Locate every line in the items below that contains the word "white" and copy each of those lines.

— Start Source material —

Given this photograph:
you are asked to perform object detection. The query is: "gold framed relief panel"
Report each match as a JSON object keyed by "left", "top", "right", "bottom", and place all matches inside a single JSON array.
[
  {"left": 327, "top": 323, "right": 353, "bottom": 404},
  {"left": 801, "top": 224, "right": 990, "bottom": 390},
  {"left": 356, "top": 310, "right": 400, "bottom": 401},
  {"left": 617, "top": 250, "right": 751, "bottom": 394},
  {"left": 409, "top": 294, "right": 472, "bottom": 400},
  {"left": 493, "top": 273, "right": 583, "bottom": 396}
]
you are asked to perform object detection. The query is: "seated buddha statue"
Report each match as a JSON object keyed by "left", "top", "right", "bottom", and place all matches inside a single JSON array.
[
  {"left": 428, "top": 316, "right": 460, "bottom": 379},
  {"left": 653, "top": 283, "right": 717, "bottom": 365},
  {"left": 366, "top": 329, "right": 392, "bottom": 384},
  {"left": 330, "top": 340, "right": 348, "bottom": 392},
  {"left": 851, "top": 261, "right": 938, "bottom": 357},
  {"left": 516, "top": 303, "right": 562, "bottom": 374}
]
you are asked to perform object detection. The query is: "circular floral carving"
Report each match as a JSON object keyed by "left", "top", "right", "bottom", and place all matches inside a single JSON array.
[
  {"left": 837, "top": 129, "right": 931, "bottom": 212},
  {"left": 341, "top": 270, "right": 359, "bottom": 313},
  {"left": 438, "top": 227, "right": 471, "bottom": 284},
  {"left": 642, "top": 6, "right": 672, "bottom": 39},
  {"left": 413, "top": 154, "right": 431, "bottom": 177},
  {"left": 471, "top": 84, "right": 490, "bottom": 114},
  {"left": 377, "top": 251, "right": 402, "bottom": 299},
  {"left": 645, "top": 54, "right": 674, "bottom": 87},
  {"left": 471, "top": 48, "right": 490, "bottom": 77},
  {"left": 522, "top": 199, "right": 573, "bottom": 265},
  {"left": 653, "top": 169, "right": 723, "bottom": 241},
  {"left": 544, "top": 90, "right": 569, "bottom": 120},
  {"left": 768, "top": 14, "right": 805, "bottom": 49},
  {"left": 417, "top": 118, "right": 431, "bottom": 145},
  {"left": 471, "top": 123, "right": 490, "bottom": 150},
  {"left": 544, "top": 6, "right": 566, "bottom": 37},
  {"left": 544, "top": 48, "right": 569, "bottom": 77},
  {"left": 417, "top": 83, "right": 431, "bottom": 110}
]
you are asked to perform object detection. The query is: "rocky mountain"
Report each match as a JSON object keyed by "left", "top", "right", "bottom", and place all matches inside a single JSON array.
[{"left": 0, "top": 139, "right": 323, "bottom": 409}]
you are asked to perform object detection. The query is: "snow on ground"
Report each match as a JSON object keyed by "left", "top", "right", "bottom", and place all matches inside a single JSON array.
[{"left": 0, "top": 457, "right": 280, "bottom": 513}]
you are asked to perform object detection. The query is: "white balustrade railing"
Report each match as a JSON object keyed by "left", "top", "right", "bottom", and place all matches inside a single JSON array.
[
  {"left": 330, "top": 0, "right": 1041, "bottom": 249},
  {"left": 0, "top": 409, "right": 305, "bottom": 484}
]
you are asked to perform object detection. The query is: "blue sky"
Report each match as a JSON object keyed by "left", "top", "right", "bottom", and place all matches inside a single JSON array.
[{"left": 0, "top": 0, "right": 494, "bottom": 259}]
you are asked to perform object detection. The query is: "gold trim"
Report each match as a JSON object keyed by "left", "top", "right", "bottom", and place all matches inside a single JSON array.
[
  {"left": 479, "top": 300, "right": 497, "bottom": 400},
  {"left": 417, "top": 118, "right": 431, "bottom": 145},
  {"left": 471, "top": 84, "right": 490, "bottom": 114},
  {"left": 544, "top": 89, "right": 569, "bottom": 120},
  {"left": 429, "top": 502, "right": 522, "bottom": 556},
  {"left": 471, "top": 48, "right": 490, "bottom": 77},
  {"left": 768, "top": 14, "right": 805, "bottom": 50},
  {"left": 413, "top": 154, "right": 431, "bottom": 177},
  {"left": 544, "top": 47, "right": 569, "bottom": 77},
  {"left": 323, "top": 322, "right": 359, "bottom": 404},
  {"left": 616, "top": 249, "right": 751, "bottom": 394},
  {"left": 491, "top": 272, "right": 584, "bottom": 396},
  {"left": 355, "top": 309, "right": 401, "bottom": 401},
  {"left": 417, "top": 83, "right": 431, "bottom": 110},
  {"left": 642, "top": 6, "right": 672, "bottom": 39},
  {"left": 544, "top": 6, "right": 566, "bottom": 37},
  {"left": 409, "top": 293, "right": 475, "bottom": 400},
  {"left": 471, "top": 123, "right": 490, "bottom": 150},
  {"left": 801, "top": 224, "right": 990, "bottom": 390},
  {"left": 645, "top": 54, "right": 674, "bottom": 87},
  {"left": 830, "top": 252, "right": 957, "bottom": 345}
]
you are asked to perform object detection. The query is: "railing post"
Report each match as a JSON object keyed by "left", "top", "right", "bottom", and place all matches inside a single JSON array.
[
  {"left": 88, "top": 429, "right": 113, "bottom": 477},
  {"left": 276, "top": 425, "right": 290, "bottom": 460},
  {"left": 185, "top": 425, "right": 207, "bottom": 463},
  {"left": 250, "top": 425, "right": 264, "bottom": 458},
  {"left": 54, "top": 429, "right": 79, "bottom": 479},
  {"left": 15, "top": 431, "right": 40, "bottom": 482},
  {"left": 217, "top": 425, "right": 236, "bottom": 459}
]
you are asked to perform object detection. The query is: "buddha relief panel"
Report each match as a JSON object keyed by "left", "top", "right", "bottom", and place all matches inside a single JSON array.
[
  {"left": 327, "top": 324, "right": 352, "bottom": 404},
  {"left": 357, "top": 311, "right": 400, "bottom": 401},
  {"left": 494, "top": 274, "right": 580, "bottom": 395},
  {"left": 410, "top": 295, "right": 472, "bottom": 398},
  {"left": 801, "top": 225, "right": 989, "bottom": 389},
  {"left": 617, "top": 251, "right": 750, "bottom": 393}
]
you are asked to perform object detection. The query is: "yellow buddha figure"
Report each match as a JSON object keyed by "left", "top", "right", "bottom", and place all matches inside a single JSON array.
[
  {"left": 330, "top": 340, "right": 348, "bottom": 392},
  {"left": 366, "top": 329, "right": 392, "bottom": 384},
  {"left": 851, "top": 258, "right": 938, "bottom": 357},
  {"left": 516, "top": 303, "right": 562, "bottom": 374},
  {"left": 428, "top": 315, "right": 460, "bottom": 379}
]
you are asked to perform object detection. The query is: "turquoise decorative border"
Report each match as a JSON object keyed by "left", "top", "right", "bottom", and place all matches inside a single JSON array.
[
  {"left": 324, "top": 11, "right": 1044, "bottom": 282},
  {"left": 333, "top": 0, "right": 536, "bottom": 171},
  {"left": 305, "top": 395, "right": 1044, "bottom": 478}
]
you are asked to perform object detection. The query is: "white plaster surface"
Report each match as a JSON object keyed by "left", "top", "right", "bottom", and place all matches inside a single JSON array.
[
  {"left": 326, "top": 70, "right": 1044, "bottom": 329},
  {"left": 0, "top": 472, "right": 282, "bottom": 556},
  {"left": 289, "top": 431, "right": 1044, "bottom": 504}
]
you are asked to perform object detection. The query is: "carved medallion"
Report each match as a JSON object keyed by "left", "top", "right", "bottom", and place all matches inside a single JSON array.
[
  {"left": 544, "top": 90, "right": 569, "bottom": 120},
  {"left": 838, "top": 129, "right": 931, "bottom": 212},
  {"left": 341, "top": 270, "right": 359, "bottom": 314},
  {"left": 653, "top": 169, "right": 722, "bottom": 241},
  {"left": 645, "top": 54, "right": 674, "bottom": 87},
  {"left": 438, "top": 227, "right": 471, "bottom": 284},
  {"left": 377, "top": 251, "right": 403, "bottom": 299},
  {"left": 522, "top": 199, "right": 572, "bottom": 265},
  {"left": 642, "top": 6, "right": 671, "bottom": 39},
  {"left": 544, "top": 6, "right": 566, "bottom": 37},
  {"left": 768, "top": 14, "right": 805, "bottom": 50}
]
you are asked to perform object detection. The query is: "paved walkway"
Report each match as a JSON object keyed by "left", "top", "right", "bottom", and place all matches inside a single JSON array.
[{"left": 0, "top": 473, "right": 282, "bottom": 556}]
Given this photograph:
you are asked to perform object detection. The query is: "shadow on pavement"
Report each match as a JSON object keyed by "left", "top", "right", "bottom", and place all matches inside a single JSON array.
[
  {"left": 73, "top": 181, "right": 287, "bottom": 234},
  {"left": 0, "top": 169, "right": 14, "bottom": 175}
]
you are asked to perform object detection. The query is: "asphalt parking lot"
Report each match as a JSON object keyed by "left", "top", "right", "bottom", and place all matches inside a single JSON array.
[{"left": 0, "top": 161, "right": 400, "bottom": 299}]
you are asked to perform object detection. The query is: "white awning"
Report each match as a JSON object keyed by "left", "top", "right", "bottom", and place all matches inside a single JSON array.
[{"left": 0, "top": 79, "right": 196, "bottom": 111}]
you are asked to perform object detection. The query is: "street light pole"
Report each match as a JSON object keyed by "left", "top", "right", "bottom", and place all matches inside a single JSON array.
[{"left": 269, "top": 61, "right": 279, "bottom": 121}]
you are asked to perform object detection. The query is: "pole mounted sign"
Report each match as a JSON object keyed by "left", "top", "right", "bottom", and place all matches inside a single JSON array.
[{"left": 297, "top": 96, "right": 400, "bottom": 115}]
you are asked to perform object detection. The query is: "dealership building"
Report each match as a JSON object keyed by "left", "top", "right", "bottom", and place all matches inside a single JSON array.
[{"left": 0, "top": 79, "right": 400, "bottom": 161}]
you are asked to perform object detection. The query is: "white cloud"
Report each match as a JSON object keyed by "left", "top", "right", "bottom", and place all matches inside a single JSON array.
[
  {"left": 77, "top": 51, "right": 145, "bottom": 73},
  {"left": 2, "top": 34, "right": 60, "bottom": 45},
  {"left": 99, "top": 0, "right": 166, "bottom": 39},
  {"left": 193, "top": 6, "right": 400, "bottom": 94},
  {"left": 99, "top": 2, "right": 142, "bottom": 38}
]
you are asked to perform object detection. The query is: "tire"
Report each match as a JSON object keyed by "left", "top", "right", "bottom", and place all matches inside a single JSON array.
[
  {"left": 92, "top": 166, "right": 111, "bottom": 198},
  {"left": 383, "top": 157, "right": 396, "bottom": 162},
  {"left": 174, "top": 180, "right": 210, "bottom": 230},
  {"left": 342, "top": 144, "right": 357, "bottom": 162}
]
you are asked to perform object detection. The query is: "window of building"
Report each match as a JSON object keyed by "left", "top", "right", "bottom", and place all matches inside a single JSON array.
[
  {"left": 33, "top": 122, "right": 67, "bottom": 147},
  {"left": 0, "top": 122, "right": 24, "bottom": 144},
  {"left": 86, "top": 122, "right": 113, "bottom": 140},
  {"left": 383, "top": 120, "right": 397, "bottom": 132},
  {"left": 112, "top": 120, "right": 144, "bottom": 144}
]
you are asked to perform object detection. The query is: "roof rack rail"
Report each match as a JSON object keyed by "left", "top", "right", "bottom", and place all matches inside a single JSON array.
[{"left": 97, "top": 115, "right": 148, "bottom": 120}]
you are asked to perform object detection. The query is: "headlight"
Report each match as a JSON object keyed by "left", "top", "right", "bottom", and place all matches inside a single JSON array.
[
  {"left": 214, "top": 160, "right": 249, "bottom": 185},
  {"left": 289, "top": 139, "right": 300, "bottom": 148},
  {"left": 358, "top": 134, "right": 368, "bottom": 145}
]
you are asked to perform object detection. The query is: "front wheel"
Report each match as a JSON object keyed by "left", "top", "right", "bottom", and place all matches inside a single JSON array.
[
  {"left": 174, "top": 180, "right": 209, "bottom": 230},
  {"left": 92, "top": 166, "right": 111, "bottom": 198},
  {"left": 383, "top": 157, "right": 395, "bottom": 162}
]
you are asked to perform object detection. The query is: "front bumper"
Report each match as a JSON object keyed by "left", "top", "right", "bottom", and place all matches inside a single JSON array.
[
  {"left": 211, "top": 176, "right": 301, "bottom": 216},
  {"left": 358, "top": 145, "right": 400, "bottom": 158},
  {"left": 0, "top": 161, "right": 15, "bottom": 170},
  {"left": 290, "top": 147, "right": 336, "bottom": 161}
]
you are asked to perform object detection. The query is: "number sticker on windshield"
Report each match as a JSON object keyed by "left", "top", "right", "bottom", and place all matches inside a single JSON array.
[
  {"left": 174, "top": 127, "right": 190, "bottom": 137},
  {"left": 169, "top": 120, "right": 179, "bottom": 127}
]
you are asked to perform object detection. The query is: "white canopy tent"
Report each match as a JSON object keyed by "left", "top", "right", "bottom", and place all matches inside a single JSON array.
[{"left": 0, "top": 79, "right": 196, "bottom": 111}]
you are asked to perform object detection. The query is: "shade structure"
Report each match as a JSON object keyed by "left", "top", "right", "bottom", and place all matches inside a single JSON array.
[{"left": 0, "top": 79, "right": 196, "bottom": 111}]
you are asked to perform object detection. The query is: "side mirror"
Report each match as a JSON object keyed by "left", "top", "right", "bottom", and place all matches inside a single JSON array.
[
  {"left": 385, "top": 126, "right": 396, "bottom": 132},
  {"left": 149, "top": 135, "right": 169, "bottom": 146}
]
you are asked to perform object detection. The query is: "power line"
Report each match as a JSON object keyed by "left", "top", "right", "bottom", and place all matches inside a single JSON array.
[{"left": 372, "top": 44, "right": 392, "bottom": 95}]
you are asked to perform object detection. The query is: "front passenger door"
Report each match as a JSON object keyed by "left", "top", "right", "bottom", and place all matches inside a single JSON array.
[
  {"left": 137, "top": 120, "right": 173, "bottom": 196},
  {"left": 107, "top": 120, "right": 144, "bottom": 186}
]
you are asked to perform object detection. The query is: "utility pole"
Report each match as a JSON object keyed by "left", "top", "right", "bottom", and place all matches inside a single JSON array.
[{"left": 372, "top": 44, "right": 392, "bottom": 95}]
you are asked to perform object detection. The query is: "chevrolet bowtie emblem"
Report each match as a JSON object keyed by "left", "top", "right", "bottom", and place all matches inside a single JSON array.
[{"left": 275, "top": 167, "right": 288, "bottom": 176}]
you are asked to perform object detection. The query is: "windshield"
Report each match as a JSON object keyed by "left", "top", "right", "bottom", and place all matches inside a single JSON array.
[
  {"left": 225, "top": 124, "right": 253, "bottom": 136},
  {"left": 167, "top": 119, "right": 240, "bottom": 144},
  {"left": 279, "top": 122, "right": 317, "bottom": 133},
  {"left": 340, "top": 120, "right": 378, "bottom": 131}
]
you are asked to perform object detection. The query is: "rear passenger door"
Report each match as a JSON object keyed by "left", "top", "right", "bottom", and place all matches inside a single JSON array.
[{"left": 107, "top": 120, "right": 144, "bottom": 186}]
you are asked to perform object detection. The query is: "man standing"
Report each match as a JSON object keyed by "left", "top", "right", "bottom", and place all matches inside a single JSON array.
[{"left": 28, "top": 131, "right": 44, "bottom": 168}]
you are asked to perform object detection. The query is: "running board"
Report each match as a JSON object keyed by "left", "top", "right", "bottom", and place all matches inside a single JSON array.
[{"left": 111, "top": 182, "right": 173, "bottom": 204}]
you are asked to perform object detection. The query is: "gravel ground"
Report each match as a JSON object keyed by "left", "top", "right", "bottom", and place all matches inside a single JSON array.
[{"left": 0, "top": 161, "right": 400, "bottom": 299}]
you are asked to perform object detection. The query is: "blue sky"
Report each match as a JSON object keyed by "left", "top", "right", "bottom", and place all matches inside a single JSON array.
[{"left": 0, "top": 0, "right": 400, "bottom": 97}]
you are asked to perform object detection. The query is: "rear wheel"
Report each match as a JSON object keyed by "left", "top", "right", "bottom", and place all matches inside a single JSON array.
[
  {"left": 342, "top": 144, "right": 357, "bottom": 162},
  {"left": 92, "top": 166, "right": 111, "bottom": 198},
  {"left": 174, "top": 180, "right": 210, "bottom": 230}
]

— End Source material —

> [Task response]
you are asked to perform object detection. The query is: "white balustrade railing"
you are asked to perform object detection. The query is: "white plaster surface"
you are asked to perform object detection. The query is: "white awning"
you are asked to perform object detection. The query is: "white cloud"
you are asked to perform object detection. The query is: "white canopy tent"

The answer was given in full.